What you print must match the data line for line.

Input: Begin

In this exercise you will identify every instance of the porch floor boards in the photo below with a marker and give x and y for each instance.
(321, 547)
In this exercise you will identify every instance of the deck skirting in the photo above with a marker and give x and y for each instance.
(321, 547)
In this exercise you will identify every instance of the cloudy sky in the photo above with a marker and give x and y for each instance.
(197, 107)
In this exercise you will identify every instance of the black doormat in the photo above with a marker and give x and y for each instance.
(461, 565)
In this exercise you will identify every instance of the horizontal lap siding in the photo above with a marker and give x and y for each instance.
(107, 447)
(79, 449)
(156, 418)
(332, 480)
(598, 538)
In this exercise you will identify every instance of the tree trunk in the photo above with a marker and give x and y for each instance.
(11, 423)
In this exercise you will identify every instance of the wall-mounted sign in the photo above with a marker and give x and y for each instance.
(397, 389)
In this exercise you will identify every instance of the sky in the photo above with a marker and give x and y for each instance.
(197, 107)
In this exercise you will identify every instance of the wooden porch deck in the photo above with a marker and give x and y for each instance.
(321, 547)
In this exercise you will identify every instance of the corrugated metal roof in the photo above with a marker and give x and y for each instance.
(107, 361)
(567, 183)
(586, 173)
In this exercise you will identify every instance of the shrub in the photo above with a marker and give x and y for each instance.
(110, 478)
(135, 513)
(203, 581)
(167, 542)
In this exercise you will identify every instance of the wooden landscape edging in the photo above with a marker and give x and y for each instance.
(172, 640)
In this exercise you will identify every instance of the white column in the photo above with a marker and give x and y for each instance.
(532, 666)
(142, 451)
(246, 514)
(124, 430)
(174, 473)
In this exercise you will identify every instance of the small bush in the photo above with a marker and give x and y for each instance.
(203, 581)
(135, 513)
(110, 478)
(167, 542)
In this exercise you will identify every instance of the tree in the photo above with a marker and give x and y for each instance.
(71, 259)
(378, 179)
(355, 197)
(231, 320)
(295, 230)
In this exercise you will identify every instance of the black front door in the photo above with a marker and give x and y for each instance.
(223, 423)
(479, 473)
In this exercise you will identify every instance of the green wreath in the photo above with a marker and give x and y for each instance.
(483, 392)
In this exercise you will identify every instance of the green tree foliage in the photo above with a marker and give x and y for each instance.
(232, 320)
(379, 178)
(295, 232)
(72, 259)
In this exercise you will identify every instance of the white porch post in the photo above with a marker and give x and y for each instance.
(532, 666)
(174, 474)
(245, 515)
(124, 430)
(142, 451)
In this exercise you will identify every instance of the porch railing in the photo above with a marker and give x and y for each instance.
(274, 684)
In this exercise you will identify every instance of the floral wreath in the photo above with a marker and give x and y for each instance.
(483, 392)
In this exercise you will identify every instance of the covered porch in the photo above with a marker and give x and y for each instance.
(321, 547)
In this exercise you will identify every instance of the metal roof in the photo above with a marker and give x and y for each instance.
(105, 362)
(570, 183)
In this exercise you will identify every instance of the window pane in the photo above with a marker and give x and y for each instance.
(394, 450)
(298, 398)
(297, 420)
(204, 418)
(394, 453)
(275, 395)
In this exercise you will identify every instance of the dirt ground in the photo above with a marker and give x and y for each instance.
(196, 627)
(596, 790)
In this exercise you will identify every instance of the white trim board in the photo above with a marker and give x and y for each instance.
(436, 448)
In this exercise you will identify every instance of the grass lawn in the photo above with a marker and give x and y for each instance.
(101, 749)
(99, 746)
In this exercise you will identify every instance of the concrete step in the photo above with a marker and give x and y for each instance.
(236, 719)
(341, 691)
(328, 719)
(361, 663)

Input: End

*Task solution*:
In this exercise you will identify every instance of the porch floor boards in the photo below with a marker and give x and y for each instance.
(321, 547)
In this exercise you will identify every instance of the deck skirting in the photo above with a marker and give x and y for each instance.
(321, 547)
In this exercise you will identify every instance of the cloudy sky in the photo above with a marker and give x and y for each instance.
(197, 107)
In this exercise you will identify every instance of the black doormat in the photo above with a marker and give x and y for each instance.
(461, 565)
In this exercise you will identify every instance of the horizontal lap siding in the photo above with a marker and give x and y for each instance.
(107, 447)
(79, 449)
(156, 418)
(332, 480)
(598, 538)
In this exercise you will identify every instance of the tree trunk in the photo above with a marker and give x and y for each instance.
(11, 423)
In this exercise you will identify every instance of the wall-mounted sign in the photo above with a marker and give x and y for each instance.
(397, 389)
In this exercise you will identify every instance of the sky in the photo above with a marker and give x and y for each instance.
(197, 107)
In this exercise you will identify every instance of the wooden porch deck in the photo above with a marker and give x and y for each instance.
(321, 547)
In this exercise you will identify every instance of the corrugated metal roof in the photo above with a marker and give x and y for each instance.
(107, 361)
(567, 183)
(586, 173)
In this exercise you will identify every instance of the shrub in the photo above with a marker and give x and y for each instance.
(110, 478)
(135, 513)
(203, 581)
(167, 542)
In this exercise you will identify every instance of the wooden landscape edging in the photo above with a marker and give x and y for each instance.
(172, 640)
In this exercise you will identify every instance of the white column in the photo above with a marker and give x and y for each instance.
(532, 666)
(142, 451)
(246, 514)
(124, 430)
(174, 473)
In this exercise you will identify every instance of the small bush in the photo above with a marker and give x and y for each instance.
(203, 581)
(135, 513)
(110, 478)
(167, 542)
In this exercise you will identify every instance of the tree in the photo above with a marker and give x and y for each instance.
(71, 259)
(378, 179)
(355, 197)
(231, 320)
(295, 230)
In this exercise you will identify every instance of the black front door in the photo above with a marker and give x and y for each instance.
(223, 423)
(479, 473)
In this exercise you will identify every instance of the green wreath in the photo above with a marker and give x and y for each instance.
(483, 392)
In this exercise you will identify every instance of the green tree foliage in the photo above with a marker and give x and y for each instance.
(232, 320)
(379, 178)
(295, 232)
(72, 259)
In this exercise you will identify every instance of the white porch post in the photo above with a marker and give x and y for each instance.
(532, 666)
(174, 474)
(245, 515)
(124, 430)
(142, 451)
In this exercise you will identify every instance of the porch railing in the photo above with a marker and give x and y for each instance.
(274, 684)
In this exercise you will identify every instance of the floral wreath in the photo above with a marker and give x and y for each instance.
(483, 392)
In this exercise you will identify every instance of the covered porch in the photo above with a marker and give x and y for each instance.
(321, 547)
In this exercise you will identify every instance of the metal roof in the photo above with a marker and give x and y for each instance.
(105, 362)
(570, 183)
In this exercise you will identify every instance of the window pane in the photo above with a marker and give x and y for each instance.
(394, 450)
(298, 398)
(297, 420)
(204, 418)
(394, 453)
(275, 395)
In this exercise you will identify every instance of the dirt ground in the photo above with a marker and give x and y for each instance.
(196, 627)
(596, 790)
In this exercise you will identify every instance of the white trim board in the photo above with a marker and give x and y for each instance.
(436, 448)
In this exercise you will identify every instance of the grass lawn in the photo above with a marker and give x and y for each instance.
(101, 749)
(99, 746)
In this exercise you will identify every instance of the concrete step in the photo above with a marker and give x and y for each instance.
(236, 719)
(341, 691)
(328, 719)
(361, 663)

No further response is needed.